---------- Items ----------

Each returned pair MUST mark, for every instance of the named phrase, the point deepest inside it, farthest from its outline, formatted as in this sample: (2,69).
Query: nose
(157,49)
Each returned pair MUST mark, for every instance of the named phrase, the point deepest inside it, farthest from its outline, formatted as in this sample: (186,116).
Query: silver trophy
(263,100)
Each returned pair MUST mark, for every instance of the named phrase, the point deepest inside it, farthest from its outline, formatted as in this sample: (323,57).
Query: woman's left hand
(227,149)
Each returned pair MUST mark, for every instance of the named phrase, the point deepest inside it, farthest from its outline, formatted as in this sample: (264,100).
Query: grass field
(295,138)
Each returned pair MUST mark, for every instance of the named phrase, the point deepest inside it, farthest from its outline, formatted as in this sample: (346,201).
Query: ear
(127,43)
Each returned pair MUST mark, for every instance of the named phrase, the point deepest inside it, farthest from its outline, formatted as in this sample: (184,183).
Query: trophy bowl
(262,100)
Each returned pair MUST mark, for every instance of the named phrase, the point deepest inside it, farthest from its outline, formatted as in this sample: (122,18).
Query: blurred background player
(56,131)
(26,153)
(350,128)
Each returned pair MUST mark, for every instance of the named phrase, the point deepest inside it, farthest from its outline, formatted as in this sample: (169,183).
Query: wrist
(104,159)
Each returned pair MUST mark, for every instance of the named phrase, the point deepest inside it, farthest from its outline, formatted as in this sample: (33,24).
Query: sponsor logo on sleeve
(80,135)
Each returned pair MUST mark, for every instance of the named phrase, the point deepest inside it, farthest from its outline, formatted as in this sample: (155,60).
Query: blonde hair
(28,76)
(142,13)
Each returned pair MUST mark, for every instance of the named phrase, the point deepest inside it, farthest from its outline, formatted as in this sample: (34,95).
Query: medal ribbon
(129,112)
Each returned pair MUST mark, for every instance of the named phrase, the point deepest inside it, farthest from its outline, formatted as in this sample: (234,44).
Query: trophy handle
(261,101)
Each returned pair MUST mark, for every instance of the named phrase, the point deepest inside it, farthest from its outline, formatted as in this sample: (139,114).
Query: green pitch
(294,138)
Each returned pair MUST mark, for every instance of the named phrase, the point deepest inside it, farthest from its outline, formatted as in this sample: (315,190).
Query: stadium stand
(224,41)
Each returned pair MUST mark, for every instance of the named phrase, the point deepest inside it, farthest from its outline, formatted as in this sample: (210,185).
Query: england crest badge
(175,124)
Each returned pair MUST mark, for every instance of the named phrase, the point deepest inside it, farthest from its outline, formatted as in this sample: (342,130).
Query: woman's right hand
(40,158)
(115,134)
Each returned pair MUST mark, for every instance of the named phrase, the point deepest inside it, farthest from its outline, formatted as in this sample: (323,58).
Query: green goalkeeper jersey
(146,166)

----------
---------- Items ----------

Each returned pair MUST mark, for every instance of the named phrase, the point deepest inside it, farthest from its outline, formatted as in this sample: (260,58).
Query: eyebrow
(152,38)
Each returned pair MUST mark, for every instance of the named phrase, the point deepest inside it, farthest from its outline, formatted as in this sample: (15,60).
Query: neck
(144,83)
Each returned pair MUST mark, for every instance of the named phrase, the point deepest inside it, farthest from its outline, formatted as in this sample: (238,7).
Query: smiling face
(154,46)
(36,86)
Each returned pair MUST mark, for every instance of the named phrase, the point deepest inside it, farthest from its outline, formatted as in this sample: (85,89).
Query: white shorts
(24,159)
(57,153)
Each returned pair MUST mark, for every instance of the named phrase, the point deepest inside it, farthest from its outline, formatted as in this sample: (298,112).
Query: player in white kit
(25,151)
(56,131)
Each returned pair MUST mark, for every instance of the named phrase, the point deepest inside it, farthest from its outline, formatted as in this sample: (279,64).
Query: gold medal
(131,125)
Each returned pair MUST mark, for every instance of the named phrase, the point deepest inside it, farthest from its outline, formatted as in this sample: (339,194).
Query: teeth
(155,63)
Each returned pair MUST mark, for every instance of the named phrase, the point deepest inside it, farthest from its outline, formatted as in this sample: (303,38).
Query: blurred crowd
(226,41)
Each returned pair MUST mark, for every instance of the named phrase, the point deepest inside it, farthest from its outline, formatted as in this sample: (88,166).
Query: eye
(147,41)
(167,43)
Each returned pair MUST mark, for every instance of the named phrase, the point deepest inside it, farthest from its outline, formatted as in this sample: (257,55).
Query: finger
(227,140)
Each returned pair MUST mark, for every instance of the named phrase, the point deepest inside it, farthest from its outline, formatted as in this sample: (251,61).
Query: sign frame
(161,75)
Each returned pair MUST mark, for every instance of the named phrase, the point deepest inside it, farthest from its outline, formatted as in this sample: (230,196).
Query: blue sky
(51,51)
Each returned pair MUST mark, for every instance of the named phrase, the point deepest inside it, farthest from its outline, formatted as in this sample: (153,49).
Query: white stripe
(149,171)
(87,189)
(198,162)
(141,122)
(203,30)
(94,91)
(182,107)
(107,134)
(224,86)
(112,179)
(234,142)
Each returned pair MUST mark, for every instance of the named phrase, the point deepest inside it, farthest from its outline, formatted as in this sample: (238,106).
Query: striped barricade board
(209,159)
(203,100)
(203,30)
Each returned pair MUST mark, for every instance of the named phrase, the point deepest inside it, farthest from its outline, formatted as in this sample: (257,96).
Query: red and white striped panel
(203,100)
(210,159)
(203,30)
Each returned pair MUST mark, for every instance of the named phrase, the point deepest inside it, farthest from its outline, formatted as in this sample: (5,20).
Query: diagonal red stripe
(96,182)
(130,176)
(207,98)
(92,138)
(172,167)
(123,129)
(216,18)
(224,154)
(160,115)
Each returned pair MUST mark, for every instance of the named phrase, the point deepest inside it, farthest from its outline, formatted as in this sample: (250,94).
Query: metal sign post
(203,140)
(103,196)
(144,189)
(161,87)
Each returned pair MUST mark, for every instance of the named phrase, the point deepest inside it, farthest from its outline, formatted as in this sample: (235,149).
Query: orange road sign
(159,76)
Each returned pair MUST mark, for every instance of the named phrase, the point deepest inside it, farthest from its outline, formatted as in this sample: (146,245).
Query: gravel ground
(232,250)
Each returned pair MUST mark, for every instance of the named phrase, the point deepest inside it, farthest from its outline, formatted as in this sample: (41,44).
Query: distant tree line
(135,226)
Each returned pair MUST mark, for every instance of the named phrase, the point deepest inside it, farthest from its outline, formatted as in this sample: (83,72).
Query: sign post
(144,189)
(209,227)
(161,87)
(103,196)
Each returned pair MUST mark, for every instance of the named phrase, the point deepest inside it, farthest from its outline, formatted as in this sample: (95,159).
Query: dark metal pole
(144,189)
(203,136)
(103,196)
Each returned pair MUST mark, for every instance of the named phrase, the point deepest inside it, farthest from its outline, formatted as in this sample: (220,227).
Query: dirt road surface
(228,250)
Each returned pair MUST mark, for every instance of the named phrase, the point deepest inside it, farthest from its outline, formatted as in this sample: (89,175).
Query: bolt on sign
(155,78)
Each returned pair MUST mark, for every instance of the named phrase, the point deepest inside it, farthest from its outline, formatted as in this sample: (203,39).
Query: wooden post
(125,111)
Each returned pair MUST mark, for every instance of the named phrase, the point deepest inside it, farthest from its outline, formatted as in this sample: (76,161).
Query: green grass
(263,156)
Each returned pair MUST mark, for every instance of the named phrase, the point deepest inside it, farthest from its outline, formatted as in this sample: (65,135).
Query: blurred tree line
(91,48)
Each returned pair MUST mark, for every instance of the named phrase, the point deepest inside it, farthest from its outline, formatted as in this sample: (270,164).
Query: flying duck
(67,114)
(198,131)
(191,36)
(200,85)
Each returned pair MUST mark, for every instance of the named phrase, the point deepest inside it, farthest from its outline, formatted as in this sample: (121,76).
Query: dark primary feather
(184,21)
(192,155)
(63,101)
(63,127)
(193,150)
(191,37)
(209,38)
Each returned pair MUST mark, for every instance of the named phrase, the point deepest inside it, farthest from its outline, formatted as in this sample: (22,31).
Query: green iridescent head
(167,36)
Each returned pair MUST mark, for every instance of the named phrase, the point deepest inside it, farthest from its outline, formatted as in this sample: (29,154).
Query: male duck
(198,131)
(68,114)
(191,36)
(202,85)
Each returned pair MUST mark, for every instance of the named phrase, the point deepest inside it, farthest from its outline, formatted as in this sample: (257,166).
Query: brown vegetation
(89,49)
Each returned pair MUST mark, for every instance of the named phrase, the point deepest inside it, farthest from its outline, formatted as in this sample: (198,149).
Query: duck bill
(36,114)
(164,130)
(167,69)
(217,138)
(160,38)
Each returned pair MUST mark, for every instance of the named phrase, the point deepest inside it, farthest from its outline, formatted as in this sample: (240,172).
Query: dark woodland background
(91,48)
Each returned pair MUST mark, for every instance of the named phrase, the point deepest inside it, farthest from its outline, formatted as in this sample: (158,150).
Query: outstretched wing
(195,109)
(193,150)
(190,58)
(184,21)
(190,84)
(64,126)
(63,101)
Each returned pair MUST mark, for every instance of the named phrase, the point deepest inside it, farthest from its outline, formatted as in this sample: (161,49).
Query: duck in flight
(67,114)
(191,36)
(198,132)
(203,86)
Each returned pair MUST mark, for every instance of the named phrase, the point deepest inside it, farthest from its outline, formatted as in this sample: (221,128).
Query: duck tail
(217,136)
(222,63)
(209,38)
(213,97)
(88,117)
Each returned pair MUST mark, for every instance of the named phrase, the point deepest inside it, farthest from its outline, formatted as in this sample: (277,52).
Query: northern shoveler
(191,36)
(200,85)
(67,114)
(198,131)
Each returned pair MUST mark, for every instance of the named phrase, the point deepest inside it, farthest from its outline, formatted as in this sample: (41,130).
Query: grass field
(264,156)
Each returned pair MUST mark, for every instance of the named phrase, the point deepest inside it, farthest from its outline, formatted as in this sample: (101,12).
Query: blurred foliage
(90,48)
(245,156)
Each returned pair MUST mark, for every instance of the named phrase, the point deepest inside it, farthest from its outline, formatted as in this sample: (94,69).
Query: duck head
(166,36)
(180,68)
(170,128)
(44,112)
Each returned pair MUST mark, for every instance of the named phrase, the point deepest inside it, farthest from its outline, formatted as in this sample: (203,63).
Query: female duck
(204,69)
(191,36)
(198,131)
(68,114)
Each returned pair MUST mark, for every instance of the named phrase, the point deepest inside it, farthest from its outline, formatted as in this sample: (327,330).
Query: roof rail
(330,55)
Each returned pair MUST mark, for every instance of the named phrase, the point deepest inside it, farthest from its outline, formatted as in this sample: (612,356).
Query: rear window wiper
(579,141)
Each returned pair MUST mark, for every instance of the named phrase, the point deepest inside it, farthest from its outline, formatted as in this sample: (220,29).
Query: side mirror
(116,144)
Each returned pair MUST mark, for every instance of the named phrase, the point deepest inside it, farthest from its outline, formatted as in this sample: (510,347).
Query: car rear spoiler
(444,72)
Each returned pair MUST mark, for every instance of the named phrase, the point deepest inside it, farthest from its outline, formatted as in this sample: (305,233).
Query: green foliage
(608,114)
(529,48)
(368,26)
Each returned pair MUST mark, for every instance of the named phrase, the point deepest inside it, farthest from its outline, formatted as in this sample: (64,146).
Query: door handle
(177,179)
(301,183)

----------

§ Set exercise: Find every line in the listing that contains the string "player", matching case exactly, and copy each of those lines.

§ Result:
Query: blurred background player
Query: player in white kit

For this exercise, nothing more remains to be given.